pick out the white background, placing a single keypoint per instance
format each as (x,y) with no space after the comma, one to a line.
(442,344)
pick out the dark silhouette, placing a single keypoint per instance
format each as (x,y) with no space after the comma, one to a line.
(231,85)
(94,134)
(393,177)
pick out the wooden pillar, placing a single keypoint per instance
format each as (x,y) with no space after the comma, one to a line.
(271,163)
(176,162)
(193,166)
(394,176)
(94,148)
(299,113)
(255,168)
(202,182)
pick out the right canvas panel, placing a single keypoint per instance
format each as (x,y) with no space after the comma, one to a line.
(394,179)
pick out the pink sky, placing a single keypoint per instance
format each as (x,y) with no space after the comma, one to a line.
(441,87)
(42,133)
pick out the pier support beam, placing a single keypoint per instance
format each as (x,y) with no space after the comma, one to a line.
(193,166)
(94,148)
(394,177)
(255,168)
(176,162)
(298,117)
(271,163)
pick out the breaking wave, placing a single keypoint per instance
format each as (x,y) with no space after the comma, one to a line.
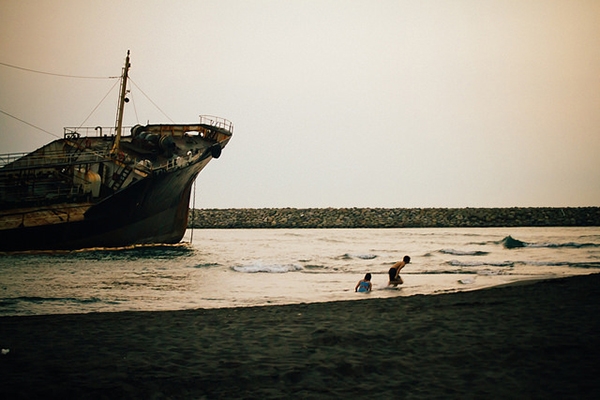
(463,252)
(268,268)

INSTRUCTION -> Copy the records word for word, leaving no picture in the copy.

ANSWER TO THE PROBLEM ->
pick out the white background, placing a single keypoint per instance
format each as (x,y) with no space after the comma, one to a line.
(442,344)
pick out the dark silhouette, placing a single keypoint per instance
format each as (x,y) with no space after the comma, one to a line.
(231,85)
(94,134)
(393,177)
pick out the wooden pillar, placing a single keypoint per instance
format each as (x,y) with no space after the comma, one to a line.
(271,163)
(176,162)
(193,166)
(394,176)
(94,148)
(299,113)
(255,168)
(202,182)
pick out the right canvas panel, placing a single keypoint per instance
format each as (x,y) with no space after the comma, one to a line.
(394,179)
pick out the pink sky, placing a single keypoint per instance
format each as (x,y) with no space after the comma, one to a line.
(441,87)
(42,133)
pick out the pier support beam, placing a single keypoint per instance
format each as (x,y) with no space after the comma, one to a line.
(193,166)
(94,148)
(394,177)
(255,168)
(176,162)
(298,117)
(271,163)
pick out the breaking wave, placing a single keypoint per instance
format each as (x,y) with no space after the comma, one to a line.
(463,252)
(268,268)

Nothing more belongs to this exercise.